*Provided entries*
BEGIN
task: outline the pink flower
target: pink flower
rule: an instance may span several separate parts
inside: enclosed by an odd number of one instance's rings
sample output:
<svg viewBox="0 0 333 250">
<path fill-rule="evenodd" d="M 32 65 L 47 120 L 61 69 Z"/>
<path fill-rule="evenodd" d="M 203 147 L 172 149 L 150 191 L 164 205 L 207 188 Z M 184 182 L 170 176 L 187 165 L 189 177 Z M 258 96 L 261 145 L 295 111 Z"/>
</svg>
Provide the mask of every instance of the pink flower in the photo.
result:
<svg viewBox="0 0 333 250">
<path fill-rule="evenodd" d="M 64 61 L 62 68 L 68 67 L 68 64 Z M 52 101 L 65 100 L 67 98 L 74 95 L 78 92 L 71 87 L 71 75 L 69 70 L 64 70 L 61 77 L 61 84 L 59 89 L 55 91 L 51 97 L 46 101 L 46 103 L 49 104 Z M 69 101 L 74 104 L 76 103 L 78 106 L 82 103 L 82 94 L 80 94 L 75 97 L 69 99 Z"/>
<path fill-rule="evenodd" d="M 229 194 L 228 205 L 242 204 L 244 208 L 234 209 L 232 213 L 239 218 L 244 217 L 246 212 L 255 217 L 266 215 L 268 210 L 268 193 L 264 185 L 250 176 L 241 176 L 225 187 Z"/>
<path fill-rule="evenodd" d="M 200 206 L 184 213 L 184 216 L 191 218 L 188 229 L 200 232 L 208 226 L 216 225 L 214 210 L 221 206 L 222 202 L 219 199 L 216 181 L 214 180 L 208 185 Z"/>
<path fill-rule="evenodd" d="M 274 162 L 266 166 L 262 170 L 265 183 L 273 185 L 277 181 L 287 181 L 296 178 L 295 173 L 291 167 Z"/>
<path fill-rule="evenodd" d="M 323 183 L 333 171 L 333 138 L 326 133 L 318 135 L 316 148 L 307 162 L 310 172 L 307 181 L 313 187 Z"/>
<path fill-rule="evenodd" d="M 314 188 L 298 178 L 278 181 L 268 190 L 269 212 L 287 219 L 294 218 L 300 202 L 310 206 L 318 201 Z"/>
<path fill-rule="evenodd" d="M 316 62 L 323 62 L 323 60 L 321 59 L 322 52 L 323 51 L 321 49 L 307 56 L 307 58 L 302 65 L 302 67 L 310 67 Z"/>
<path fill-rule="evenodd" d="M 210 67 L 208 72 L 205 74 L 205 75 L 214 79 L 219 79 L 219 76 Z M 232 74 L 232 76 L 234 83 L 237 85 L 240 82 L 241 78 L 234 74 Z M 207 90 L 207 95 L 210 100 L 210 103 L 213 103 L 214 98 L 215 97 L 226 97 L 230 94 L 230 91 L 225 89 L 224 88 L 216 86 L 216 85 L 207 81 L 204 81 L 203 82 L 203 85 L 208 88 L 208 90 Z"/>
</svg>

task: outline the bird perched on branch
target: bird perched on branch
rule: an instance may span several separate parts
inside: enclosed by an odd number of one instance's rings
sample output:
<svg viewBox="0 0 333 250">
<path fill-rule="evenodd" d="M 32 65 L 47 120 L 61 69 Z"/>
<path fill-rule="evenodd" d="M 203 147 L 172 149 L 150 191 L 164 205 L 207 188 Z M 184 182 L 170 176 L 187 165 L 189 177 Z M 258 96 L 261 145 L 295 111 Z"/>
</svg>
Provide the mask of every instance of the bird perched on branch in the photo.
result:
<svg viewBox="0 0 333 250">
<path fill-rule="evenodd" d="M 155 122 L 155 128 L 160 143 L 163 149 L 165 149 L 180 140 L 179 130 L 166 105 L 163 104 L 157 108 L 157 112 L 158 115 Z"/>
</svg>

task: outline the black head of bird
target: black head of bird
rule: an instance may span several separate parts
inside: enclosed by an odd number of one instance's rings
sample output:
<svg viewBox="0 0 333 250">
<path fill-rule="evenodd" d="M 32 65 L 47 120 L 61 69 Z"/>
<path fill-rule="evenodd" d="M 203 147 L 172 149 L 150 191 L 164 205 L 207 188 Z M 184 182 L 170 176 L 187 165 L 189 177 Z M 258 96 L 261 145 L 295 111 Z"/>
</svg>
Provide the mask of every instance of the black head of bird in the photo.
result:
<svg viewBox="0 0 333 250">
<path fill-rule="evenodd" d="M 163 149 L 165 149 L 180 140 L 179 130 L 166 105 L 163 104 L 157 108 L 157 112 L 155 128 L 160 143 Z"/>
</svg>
END
*Written problem*
Give again only the lines of the material above that run from the one with "task: outline the black head of bird" through the end, both included, exactly as they appear.

*Exercise answer*
task: outline the black head of bird
target: black head of bird
rule: an instance may span several separate parts
inside: enclosed by an odd number of one instance's rings
sample output:
<svg viewBox="0 0 333 250">
<path fill-rule="evenodd" d="M 32 65 L 47 120 L 61 69 Z"/>
<path fill-rule="evenodd" d="M 203 147 L 172 149 L 150 191 L 164 205 L 207 188 Z M 184 182 L 170 176 L 187 165 L 189 177 Z M 258 96 L 261 145 L 295 111 Z"/>
</svg>
Provide the mask of every instance of the black head of bird in the photo.
result:
<svg viewBox="0 0 333 250">
<path fill-rule="evenodd" d="M 163 149 L 165 149 L 180 140 L 179 130 L 166 105 L 163 104 L 157 108 L 157 112 L 155 128 L 160 143 Z"/>
</svg>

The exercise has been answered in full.